── Page text ──

Get Ready to Refinance with a Rate Drop of 0.25% Or More
If mortgage rates decrease, you should take advantage of the opportunity to refinance. You need to be ready to move fast when you see a rate drop of 0.25% or more in this crazy market with rates up one day and down the next.

Rates have been unpredictable so waiting for rates to drop a lot for a one-time refinance might be impractical or impossible. If rates drop enough for reasonable saving and you don’t pay closing costs it is often worth the effort to grab the savings now and be ready if you can do it again. With larger loan amounts 0.25% might be a start but 0.5% usually will provide some good savings.
- Do not pay closing costs and save from day 1!!. Most often my customer say they want to reduce their payment by $1,000 a month or more and that is their target for refinancing. I think the better question is at what point is the savings too good to pass up? Is saving $100/month, $1,200 per year, and, $12,000 over 10 years, worth the effort? Is $150, or $250 per month the better target? A $500,000 loan with a rate reduction of 0.5% will save you $2,500 per year. I have many stories of customers who could have secured significant savings but waited for the rate to drop a little more only to see the rates jump back up and lose out on all potential savings. Hoping to save another $50 per month by waiting while risking the $250 savings that can lock in right away is a bad plan. Lock in when the rates drop to secure your savings and if you can do it again later with another drop you win, win!! When you refinance, choose a $0 loan option and you will save money from day 1. You may have the option to roll closing costs into your mortgage but choosing a no-cost loan will be your best option and if rates drop further, you can refinance again.

───
── Data records ──

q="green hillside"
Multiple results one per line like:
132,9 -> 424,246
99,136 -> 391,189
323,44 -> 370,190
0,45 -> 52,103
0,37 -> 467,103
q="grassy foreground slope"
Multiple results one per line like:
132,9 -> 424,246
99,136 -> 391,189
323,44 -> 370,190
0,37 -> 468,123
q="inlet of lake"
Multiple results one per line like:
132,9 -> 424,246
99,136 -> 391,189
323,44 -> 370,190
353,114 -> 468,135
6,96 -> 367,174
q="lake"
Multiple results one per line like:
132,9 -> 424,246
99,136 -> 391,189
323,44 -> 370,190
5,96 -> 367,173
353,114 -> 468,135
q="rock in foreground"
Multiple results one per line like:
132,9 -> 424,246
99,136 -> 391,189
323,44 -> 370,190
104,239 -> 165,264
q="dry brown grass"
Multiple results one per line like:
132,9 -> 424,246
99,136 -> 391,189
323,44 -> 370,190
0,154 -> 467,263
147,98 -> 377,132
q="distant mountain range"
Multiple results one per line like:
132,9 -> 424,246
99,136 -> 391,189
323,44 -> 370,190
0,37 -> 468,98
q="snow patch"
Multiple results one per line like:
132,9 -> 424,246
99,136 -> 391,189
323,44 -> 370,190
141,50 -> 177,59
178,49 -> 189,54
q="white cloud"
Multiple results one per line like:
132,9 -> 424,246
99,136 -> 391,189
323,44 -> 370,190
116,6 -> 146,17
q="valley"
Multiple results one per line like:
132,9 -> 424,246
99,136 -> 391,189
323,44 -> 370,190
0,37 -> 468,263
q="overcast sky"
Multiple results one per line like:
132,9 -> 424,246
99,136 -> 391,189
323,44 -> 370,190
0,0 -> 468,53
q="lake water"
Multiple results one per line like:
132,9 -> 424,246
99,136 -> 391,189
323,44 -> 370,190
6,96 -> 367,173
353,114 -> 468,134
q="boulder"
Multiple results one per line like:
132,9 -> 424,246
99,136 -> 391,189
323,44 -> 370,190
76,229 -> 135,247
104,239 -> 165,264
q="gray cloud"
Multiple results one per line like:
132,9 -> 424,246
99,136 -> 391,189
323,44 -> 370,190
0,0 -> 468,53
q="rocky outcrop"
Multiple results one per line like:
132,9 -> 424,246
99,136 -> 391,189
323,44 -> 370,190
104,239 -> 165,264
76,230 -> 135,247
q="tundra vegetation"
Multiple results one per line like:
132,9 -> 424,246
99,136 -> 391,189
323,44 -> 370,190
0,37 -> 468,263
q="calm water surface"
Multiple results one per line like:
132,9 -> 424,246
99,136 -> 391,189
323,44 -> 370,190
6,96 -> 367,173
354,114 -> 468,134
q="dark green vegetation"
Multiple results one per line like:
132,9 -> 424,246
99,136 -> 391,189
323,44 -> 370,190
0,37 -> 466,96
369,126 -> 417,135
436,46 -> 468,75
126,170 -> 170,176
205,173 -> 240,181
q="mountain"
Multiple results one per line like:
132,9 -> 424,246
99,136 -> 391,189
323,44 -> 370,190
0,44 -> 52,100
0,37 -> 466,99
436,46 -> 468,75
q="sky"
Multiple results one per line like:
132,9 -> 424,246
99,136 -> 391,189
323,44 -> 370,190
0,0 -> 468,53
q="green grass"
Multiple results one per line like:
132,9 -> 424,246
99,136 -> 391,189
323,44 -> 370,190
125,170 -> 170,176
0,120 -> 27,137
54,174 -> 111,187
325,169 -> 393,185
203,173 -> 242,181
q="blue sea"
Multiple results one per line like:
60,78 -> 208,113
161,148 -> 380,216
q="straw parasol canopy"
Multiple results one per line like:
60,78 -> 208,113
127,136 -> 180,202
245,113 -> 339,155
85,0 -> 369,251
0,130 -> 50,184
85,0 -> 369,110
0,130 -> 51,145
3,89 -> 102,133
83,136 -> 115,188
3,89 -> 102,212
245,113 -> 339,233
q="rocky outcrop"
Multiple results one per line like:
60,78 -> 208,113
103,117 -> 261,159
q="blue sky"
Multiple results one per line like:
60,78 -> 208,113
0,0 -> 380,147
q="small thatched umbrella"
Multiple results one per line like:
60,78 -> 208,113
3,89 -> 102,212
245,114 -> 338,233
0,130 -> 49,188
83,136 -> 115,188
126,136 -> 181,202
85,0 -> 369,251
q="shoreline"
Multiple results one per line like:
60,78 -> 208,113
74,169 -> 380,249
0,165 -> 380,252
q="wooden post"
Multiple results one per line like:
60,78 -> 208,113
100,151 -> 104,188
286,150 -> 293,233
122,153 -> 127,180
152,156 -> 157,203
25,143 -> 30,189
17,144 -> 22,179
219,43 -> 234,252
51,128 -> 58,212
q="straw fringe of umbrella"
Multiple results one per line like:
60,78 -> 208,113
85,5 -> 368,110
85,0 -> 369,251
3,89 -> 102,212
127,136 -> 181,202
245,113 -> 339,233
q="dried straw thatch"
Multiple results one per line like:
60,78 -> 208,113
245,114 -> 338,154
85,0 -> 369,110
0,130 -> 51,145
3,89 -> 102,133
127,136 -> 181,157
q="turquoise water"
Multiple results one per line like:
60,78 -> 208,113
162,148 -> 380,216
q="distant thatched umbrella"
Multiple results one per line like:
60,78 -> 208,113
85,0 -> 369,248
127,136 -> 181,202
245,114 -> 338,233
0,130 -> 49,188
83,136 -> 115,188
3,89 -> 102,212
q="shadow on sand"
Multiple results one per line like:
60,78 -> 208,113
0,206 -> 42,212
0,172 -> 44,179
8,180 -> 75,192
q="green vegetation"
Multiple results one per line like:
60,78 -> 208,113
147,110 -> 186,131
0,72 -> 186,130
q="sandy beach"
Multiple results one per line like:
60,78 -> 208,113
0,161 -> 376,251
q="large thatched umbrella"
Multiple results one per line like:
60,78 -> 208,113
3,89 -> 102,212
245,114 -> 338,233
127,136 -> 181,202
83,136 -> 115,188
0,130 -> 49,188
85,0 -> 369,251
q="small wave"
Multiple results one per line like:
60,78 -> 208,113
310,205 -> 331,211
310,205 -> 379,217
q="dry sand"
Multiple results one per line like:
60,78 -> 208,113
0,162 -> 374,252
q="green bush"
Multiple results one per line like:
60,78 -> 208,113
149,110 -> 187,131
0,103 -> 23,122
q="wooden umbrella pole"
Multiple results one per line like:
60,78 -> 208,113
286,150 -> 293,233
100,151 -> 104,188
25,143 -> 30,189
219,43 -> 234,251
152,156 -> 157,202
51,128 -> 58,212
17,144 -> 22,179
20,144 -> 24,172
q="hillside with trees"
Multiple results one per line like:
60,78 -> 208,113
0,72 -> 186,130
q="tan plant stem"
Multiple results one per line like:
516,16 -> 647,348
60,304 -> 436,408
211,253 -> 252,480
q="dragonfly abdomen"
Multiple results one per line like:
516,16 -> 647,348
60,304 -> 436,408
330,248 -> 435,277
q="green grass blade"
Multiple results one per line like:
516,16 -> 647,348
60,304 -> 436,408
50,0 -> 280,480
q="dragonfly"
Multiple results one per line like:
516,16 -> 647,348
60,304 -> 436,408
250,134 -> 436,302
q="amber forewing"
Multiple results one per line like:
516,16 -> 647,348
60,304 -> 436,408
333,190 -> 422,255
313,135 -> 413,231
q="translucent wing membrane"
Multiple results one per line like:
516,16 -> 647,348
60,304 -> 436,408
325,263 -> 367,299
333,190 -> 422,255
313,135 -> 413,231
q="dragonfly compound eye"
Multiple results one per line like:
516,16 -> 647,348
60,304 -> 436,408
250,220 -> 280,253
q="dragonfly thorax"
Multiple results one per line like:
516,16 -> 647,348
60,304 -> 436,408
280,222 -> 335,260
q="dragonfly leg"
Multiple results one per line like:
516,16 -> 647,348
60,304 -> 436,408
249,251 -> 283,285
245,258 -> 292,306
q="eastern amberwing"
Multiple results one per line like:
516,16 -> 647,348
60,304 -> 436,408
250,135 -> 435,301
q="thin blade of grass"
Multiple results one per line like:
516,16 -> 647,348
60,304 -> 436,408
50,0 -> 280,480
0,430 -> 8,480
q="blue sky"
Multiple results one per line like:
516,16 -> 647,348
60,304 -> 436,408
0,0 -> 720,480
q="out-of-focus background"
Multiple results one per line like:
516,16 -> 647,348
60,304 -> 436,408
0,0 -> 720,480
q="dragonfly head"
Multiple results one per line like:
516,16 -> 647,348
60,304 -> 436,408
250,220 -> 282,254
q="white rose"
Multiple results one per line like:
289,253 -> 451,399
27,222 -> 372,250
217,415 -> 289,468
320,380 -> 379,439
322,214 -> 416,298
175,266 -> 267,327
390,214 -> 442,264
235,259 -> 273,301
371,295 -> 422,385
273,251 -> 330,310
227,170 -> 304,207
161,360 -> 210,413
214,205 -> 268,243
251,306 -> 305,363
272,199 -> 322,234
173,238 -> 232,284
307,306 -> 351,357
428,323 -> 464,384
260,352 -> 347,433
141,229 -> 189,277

───

-- Exercise set --
1: Reproduce the stretch of the refinancing article from "Get Ready to" through "some good savings.".
2: Return every line in the listing that contains the string "distant", matching case exactly.

-- Expected answers --
1:
Get Ready to Refinance with a Rate Drop of 0.25% Or More
If mortgage rates decrease, you should take advantage of the opportunity to refinance. You need to be ready to move fast when you see a rate drop of 0.25% or more in this crazy market with rates up one day and down the next.

Rates have been unpredictable so waiting for rates to drop a lot for a one-time refinance might be impractical or impossible. If rates drop enough for reasonable saving and you don’t pay closing costs it is often worth the effort to grab the savings now and be ready if you can do it again. With larger loan amounts 0.25% might be a start but 0.5% usually will provide some good savings.

2:
q="distant mountain range"
q="distant thatched umbrella"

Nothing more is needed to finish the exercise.